**OBJECTIVE**
Locate the line that contains "Request = locate the mountain". Print it and each following line through the end of the listing, verbatim, and nothing more.

───

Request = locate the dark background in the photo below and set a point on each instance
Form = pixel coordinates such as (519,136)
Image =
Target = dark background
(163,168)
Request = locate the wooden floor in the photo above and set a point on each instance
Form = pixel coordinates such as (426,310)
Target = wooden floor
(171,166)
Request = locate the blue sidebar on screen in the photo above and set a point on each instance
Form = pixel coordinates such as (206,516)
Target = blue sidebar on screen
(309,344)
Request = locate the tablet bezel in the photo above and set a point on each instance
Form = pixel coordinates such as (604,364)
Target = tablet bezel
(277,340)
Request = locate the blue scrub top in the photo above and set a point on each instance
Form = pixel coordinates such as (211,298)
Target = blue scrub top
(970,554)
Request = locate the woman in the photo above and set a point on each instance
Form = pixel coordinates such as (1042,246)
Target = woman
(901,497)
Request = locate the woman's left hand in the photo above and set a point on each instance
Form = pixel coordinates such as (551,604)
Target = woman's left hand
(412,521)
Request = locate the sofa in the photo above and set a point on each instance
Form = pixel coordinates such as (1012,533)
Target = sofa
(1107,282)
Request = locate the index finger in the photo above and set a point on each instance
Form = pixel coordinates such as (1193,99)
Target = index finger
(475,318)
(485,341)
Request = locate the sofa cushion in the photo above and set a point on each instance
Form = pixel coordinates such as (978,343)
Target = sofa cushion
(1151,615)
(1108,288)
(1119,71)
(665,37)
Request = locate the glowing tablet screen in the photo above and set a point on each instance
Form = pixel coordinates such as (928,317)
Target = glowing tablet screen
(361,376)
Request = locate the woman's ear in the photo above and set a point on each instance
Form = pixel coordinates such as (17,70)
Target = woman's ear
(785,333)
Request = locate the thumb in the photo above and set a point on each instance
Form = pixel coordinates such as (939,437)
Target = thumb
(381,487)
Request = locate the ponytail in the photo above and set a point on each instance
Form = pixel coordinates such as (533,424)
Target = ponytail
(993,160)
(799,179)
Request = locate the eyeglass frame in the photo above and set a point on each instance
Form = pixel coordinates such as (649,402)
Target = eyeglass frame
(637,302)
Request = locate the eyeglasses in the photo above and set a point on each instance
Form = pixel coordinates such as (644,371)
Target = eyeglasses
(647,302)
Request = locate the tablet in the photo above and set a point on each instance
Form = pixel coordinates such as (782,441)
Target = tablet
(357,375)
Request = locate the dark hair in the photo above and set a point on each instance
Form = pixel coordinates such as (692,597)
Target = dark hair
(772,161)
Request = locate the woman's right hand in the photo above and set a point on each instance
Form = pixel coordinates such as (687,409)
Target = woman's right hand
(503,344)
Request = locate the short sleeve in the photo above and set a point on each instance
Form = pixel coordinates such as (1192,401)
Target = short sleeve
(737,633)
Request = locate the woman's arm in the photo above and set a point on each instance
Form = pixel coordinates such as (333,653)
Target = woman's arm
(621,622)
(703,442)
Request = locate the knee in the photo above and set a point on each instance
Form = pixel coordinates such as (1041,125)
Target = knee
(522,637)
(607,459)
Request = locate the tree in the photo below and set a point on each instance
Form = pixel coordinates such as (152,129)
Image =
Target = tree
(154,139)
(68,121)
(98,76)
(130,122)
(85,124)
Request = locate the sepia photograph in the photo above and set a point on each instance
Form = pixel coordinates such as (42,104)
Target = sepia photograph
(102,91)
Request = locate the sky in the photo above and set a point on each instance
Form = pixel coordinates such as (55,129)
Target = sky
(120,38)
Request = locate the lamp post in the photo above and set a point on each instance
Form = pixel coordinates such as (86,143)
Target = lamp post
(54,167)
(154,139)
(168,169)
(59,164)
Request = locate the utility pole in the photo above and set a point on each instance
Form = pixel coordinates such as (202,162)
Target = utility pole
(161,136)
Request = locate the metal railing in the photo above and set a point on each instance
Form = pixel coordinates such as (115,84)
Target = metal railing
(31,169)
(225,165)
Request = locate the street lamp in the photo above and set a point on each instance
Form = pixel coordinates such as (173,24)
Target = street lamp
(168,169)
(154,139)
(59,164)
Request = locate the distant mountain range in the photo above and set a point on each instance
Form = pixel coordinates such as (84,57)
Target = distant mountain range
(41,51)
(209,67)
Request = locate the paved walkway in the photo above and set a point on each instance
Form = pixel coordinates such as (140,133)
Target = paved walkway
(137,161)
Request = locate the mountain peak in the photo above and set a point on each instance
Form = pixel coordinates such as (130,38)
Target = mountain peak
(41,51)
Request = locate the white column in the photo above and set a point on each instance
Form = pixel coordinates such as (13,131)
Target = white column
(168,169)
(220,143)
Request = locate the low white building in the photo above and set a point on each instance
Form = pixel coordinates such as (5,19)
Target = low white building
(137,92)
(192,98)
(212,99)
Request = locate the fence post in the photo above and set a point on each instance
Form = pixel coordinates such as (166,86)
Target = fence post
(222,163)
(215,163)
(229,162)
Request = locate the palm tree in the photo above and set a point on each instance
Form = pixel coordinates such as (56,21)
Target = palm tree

───

**THE RESULT**
Request = locate the mountain peak in the photo above and set a point on each instance
Form = pixel coordinates such as (130,38)
Target = mountain peak
(41,51)
Request = locate the white column in the photo above and set a point on each instance
Form = pixel coordinates such as (13,131)
Target = white column
(168,169)
(220,143)
Request = locate the low white building in the photo above and set a point on each instance
Form = pixel coordinates such as (5,19)
Target = low white building
(137,92)
(192,98)
(212,99)
Request = locate the fence post in the photo above and set a point on each instance
Form = pixel coordinates such as (166,86)
Target = fence post
(222,163)
(215,163)
(229,162)
Request = locate the palm tree in the photo above and set a point on each instance
Form = pixel coordinates such as (56,21)
Target = palm tree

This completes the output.